:: Records for the task ::

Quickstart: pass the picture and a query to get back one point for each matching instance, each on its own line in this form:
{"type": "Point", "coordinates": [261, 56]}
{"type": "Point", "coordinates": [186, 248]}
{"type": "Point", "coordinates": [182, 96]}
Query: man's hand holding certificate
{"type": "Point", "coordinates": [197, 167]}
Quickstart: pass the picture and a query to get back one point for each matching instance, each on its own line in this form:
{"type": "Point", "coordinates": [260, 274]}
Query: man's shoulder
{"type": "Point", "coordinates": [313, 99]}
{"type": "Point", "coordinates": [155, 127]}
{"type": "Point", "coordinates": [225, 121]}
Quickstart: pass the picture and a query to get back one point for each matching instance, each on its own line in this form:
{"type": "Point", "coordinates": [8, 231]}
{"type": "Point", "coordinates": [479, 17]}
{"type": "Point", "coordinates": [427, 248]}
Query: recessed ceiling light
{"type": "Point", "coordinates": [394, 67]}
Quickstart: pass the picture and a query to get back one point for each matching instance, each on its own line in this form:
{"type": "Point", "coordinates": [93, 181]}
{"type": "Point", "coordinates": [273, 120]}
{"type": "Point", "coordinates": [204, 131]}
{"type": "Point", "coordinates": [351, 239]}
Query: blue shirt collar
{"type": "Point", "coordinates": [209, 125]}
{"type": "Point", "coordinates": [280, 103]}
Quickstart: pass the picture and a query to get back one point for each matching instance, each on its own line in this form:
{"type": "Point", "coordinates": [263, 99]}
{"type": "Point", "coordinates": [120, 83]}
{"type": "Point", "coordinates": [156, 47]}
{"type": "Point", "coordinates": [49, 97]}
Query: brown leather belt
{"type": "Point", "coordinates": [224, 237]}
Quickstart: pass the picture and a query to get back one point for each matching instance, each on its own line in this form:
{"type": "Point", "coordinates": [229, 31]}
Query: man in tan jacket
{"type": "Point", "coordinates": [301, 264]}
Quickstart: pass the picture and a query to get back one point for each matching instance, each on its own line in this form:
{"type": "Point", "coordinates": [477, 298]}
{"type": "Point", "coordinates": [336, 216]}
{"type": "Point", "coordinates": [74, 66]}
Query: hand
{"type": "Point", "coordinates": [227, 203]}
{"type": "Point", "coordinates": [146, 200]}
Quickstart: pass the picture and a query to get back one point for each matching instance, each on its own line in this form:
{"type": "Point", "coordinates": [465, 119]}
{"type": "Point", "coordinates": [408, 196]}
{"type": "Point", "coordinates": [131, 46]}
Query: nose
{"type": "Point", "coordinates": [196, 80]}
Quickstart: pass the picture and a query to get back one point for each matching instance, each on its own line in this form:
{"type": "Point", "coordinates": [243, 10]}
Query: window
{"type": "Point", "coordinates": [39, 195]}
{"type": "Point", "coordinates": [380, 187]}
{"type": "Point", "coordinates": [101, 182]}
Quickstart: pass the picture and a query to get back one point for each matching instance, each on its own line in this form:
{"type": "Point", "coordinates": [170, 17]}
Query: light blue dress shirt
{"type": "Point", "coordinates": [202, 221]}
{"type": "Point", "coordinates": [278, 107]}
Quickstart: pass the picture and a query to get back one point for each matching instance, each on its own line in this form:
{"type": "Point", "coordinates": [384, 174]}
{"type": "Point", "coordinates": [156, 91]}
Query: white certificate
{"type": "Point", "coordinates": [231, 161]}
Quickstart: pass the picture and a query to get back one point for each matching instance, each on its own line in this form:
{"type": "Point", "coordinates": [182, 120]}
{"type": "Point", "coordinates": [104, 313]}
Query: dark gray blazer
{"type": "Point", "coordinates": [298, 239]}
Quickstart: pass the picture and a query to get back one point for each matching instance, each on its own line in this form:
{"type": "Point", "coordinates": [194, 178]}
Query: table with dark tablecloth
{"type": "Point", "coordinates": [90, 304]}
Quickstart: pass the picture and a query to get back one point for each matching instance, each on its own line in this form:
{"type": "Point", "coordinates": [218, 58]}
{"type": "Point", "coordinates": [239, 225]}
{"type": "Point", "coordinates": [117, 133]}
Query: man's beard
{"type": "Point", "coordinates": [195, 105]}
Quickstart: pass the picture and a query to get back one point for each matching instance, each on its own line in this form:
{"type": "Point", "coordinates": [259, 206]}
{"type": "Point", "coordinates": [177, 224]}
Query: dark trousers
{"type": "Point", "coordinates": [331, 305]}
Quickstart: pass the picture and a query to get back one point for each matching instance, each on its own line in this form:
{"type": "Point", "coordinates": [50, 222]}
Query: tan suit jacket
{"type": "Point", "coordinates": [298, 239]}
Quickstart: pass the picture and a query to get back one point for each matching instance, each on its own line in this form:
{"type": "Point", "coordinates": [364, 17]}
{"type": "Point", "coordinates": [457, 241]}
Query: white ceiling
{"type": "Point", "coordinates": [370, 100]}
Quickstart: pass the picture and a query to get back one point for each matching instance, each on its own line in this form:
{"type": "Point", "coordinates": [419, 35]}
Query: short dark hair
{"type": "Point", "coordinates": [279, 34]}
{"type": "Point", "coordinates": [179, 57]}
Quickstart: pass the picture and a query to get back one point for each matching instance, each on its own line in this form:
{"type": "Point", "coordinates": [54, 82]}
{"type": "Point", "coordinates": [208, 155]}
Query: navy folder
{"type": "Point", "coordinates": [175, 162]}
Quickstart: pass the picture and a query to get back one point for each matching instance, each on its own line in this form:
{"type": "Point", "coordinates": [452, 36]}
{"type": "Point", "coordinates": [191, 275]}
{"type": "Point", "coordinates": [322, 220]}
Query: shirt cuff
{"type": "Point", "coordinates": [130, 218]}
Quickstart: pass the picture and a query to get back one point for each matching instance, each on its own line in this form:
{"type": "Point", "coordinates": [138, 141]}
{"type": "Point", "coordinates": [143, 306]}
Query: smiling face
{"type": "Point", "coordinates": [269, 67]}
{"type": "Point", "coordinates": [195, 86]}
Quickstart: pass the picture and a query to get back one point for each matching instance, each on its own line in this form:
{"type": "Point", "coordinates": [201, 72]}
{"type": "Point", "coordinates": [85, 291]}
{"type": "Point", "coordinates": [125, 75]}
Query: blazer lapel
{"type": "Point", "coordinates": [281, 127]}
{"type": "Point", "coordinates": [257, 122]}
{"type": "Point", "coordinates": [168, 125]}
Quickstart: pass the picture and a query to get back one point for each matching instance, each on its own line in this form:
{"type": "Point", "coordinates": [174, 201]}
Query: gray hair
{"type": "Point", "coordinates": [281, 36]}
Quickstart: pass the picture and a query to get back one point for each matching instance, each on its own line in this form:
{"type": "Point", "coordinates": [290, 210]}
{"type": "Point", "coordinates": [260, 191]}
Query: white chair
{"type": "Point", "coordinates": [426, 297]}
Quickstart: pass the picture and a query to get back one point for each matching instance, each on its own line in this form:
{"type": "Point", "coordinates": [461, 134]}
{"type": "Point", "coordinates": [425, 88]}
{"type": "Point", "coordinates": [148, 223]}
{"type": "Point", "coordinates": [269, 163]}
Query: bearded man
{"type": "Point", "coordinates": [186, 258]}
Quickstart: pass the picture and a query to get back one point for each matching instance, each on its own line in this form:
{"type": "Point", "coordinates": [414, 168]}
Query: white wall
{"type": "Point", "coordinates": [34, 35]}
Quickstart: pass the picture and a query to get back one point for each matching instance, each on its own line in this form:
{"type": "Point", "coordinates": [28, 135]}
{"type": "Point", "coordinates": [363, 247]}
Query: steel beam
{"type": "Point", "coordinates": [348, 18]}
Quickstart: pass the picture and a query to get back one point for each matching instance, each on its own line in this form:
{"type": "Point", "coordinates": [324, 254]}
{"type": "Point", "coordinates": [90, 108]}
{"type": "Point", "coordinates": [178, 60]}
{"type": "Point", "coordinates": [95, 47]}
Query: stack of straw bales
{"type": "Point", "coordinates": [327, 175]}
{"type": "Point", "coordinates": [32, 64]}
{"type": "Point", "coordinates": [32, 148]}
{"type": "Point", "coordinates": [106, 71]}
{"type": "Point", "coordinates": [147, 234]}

:::

What the task asks: Retype, exactly as written, each line from the one that has "Query: white chair" to the bottom of the entries above, and include both of those lines.

Finished exercise:
Query: white chair
{"type": "Point", "coordinates": [426, 297]}
Quickstart: pass the picture and a query to get back one point for each matching instance, each on its own line in this form:
{"type": "Point", "coordinates": [461, 134]}
{"type": "Point", "coordinates": [425, 88]}
{"type": "Point", "coordinates": [148, 223]}
{"type": "Point", "coordinates": [269, 163]}
Query: bearded man
{"type": "Point", "coordinates": [186, 258]}
Quickstart: pass the picture and a query to get back one point for each matching instance, each on its own line in this form:
{"type": "Point", "coordinates": [414, 168]}
Query: white wall
{"type": "Point", "coordinates": [34, 35]}
Quickstart: pass the picture and a query to get back one point for each matching instance, each on its own line in this form:
{"type": "Point", "coordinates": [28, 135]}
{"type": "Point", "coordinates": [363, 247]}
Query: steel beam
{"type": "Point", "coordinates": [348, 18]}
Quickstart: pass the picture and a query to get back one point for each matching instance, each on its own line in this form:
{"type": "Point", "coordinates": [324, 254]}
{"type": "Point", "coordinates": [90, 108]}
{"type": "Point", "coordinates": [178, 60]}
{"type": "Point", "coordinates": [95, 47]}
Query: stack of straw bales
{"type": "Point", "coordinates": [327, 175]}
{"type": "Point", "coordinates": [32, 64]}
{"type": "Point", "coordinates": [32, 148]}
{"type": "Point", "coordinates": [106, 71]}
{"type": "Point", "coordinates": [147, 234]}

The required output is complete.